GOAL OF THE EXERCISE
Rewrite the records below as a Markdown table with the columns Row and Line, one line per row numbered in order, leaving out blank lines.

DATA ENTRIES
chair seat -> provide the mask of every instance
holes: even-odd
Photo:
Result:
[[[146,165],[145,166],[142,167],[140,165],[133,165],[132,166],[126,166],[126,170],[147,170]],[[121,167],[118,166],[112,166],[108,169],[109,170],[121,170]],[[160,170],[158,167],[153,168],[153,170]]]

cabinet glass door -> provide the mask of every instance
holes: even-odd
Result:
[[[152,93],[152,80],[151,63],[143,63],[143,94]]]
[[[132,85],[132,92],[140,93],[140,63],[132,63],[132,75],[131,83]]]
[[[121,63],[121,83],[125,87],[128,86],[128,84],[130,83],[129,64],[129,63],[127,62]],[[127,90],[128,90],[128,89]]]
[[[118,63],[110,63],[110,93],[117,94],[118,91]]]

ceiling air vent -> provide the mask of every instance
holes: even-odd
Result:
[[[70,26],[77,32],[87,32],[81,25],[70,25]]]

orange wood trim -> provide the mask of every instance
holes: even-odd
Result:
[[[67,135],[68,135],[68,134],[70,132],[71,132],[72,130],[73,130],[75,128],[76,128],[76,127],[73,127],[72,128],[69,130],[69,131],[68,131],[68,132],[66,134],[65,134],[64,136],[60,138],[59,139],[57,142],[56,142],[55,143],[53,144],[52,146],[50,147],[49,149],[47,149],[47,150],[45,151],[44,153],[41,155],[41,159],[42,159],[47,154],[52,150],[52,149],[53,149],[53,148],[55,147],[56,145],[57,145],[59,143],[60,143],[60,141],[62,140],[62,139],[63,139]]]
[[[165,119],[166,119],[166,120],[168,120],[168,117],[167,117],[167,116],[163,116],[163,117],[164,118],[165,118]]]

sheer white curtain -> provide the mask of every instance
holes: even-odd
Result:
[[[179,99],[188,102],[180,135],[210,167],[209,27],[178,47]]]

OUTPUT BELOW
| Row | Line |
|---|---|
| 1 | chair seat -> provide the mask of every instance |
| 2 | holes: even-odd |
| 3 | Photo: |
| 4 | Result: |
| 5 | [[[146,165],[145,166],[142,167],[140,165],[133,165],[132,166],[126,166],[126,170],[147,170]],[[121,167],[118,166],[112,166],[108,169],[109,170],[121,170]],[[160,170],[158,167],[153,168],[153,170]]] |
| 6 | cabinet glass door -> provide the mask of every instance |
| 7 | holes: even-odd |
| 8 | Result: |
| 9 | [[[152,93],[152,80],[151,63],[143,63],[143,94]]] |
| 10 | [[[132,85],[132,92],[140,93],[140,63],[132,63],[132,75],[131,83]]] |
| 11 | [[[121,63],[121,83],[125,87],[128,86],[128,84],[130,83],[129,64],[129,63],[127,62]],[[127,90],[128,90],[128,89]]] |
| 12 | [[[118,63],[110,63],[110,93],[117,94],[118,91]]] |
| 13 | ceiling air vent -> provide the mask of every instance |
| 14 | holes: even-odd |
| 15 | Result: |
| 16 | [[[70,26],[77,32],[87,32],[81,25],[70,25]]] |
| 17 | orange wood trim -> provide the mask of every instance |
| 18 | holes: even-odd |
| 19 | Result: |
| 20 | [[[67,135],[68,135],[68,134],[70,132],[71,132],[72,130],[73,130],[75,128],[76,128],[76,127],[73,127],[72,128],[69,130],[69,131],[68,131],[68,132],[66,134],[65,134],[64,136],[60,138],[59,139],[57,142],[56,142],[55,143],[53,144],[52,146],[50,147],[49,149],[47,149],[47,150],[45,151],[44,153],[41,155],[41,159],[42,159],[47,154],[52,150],[52,149],[53,149],[53,148],[55,147],[56,145],[57,145],[59,143],[60,143],[60,141],[62,140],[62,139],[63,139]]] |
| 21 | [[[165,119],[166,119],[166,120],[168,120],[168,117],[167,117],[167,116],[163,116],[163,117],[164,118],[165,118]]] |
| 22 | sheer white curtain -> provide the mask of every instance |
| 23 | holes: even-odd |
| 24 | Result: |
| 25 | [[[179,99],[188,102],[180,135],[210,167],[209,27],[178,47]]] |